* TASK 1 *
According to the post on emotion recognition, what is the name of the AI software that ArsTechnica reported on?
┌─ QUOTED PASSAGE
When they say an AI machine can read your face and detect your emotions, be very sceptical indeed

NYT

When it comes to hi-tech, A/UK has always presumed that ordinary citizens and everyday communities should take as active a role as possible - rather than be flattened by an inevitable steamroller of tech-mogul defined “progress”.

A more human-centred politics of the future will be alive to the way that ever-more-subtle computation and design makes us “dividuals” rather than “individuals”, as Gilles Deleuze once put it. That is, able to be categorised and calibrated so precisely that our behaviours can be anticipated and shaped.

Usually this is about access to patterns of data collected on our behaviours. But on occasion, we have enough expert knowledge to challenge the very functioning of the technology itself.

Emotion recognition scanners, and their supposed ability to reliably detect the inner emotions and motivations of humans, are open to exactly this challenge. There is a very sharp debate in cognitive science about the reliability of these scanners - which should be a lot more widely known (for an overview, see this Nature piece).

This post is triggered by news from ArsTechnica about new AI software - titled Headroom - which aims to make online meetings go more efficiently. One way they do it is for the AI to try and measure the emotions on the faces (and voices) in the room:

Headroom’s software uses emotion recognition to take the temperature of the room periodically and to gauge how much attention participants are paying to whoever’s speaking. Those metrics are displayed in a window on-screen, designed mostly to give the speaker real-time feedback that can sometimes disappear in the virtual context.

“If five minutes ago everyone was super into what I'm saying and now they're not, maybe I should think about shutting up,” says Green.

Emotion recognition is still a nascent field of AI. “The goal is to basically try to map the facial expressions as captured by facial landmarks: the rise of the eyebrow, the shape of the mouth, the opening of the pupils,” says Rabinovich.

Each of these facial movements can be represented as data, which in theory can then be translated into an emotion: happy, sad, bored, confused.

In practice, the process is rarely so straightforward. Emotion recognition software has a history of mislabeling people of colour. One program, used by airport security, overestimated how often Black men showed negative emotions, like “anger.”
└─
┌─ MATERIAL
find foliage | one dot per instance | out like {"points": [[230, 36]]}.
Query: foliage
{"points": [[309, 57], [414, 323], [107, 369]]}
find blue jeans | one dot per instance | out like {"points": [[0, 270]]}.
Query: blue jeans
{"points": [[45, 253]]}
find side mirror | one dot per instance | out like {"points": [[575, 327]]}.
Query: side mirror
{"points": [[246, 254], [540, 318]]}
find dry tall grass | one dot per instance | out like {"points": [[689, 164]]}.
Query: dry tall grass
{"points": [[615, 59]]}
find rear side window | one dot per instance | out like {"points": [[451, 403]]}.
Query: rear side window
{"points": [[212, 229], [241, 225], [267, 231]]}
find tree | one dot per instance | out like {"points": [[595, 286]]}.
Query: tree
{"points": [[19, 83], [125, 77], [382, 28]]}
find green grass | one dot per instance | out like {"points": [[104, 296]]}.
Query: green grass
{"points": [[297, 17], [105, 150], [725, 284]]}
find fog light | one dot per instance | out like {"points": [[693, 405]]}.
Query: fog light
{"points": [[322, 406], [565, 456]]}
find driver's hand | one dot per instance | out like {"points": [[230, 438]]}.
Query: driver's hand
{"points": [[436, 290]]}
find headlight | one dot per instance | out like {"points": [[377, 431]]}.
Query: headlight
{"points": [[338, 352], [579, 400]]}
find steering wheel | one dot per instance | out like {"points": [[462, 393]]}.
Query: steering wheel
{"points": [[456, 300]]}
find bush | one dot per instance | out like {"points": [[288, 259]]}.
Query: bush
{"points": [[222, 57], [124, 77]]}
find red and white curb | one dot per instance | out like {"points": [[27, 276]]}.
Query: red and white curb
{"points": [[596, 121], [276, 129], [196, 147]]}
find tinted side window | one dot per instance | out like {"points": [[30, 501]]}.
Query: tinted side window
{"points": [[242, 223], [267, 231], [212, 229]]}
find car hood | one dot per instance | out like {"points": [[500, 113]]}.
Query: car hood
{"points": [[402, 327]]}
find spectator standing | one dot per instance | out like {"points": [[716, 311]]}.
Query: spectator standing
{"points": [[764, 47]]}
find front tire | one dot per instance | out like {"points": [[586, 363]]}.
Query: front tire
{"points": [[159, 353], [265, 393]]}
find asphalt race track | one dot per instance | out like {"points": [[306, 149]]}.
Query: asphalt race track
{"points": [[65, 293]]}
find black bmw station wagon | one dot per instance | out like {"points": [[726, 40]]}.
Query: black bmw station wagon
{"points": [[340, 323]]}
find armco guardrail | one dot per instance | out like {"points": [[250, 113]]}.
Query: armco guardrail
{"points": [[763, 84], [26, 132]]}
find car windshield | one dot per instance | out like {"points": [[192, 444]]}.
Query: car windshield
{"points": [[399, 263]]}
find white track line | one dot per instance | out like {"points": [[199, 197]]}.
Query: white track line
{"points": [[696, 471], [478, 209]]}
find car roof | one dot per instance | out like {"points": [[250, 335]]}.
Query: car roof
└─
* TASK 2 *
Reproduce the stretch of entries from the line containing "find car windshield" through the end of the entries, replacing "one dot per instance" with "one point per instance" and leaving everything else unchanged.

* FULL ANSWER 1 *
Headroom

* FULL ANSWER 2 *
find car windshield | one point per instance | out like {"points": [[192, 444]]}.
Query: car windshield
{"points": [[399, 263]]}
find white track line | one point per instance | out like {"points": [[199, 197]]}.
Query: white track line
{"points": [[696, 471], [478, 209]]}
find car roof | one point per instance | out like {"points": [[250, 335]]}.
Query: car roof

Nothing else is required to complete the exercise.